[DATA SECTION Boundary: Start]

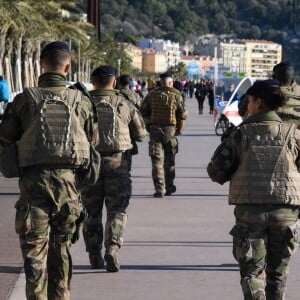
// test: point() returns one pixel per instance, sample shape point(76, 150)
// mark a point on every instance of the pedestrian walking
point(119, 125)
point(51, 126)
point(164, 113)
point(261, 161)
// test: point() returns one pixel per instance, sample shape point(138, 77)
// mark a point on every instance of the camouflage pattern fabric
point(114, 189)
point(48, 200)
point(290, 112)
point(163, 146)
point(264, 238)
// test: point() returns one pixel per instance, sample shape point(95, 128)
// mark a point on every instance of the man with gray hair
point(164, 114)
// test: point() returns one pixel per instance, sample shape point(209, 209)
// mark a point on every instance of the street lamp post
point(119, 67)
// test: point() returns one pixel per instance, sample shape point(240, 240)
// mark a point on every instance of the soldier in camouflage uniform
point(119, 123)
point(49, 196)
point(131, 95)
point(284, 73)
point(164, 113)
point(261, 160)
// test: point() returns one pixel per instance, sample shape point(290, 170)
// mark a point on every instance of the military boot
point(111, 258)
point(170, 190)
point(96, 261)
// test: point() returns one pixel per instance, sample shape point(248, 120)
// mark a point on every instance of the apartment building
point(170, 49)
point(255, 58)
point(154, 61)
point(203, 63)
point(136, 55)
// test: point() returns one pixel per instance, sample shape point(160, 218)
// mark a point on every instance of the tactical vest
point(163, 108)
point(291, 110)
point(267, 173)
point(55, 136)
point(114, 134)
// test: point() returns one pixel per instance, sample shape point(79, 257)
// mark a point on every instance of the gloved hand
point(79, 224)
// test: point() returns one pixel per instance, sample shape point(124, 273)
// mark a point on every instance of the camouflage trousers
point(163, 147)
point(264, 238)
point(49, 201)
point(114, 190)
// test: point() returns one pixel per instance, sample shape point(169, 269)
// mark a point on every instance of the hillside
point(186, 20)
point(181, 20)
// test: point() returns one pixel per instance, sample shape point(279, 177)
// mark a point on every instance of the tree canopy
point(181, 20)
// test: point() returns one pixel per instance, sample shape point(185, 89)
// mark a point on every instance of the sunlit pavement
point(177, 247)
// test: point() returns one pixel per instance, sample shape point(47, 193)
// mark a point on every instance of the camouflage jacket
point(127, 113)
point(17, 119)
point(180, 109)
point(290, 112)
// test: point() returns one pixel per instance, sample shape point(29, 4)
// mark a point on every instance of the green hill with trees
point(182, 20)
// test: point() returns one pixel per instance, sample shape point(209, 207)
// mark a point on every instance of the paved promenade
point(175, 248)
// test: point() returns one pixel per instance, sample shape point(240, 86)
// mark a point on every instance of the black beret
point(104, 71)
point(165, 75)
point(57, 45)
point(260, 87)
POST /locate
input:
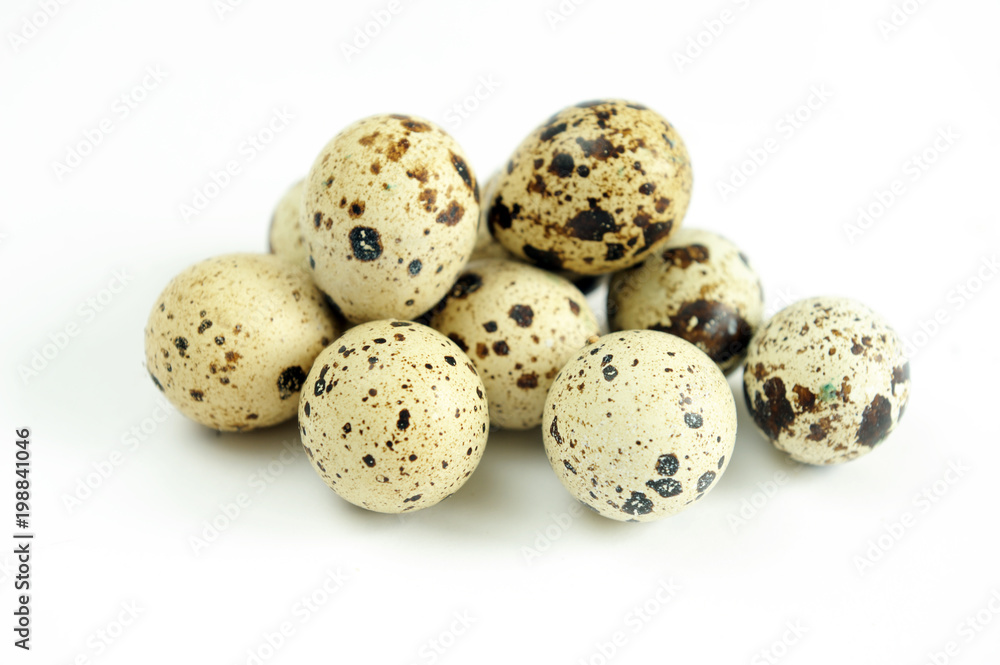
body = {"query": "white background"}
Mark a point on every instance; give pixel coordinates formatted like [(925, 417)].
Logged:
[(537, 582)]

[DATA SECTION Boundary: End]

**REQUIRED WORK**
Please output the lines of the listing above that fall in the stretch from the one with "shape point(290, 170)" through the one with "shape point(240, 86)", exactly and only those.

**RESULT**
// test: point() returns one pixel per instance, sample shape point(290, 170)
// mark a point on every instance of the military boot
point(111, 258)
point(170, 190)
point(96, 261)
// test: point() returns one pixel per instance, sample shape point(248, 120)
// mark a point on every instance of the apartment building
point(170, 49)
point(255, 58)
point(154, 61)
point(203, 63)
point(136, 55)
// test: point() returns one pixel per instance, sample shape point(160, 218)
// mark a point on every instance of the tactical vest
point(163, 108)
point(291, 110)
point(267, 173)
point(55, 136)
point(114, 134)
// test: point() returns one pixel per instance, sample shape point(79, 257)
// mark a point on every instance of the gloved hand
point(79, 224)
// test: point() returns one pixel per instance, sample shape point(124, 273)
// mark a point on every instance of the camouflage trousers
point(163, 147)
point(264, 238)
point(49, 201)
point(114, 190)
// test: point() returns one pixel per instance, sample shape point(169, 269)
// mark a point on every instance of the hillside
point(186, 20)
point(181, 20)
// test: point() returns one pixel per instance, sample shape point(279, 177)
// mark a point on every instance of the tree canopy
point(181, 20)
// test: point() returns one pixel per instance, sample shape point(185, 89)
// mark a point on every instance of the sunlit pavement
point(177, 247)
// test: point() returns one pixel per instance, sample shape point(47, 193)
// mark a point on every instance of the camouflage jacket
point(127, 113)
point(17, 119)
point(180, 109)
point(290, 112)
// test: point() returns one pixel per instance, sample shape point(29, 4)
// mark a point on every instance of the green hill with trees
point(182, 20)
// test: point() returns one pixel per instance, sample shape point(209, 207)
// mark a point on every instance of the paved promenade
point(175, 248)
// test: point() returns one pixel per instance, sample shape point(240, 86)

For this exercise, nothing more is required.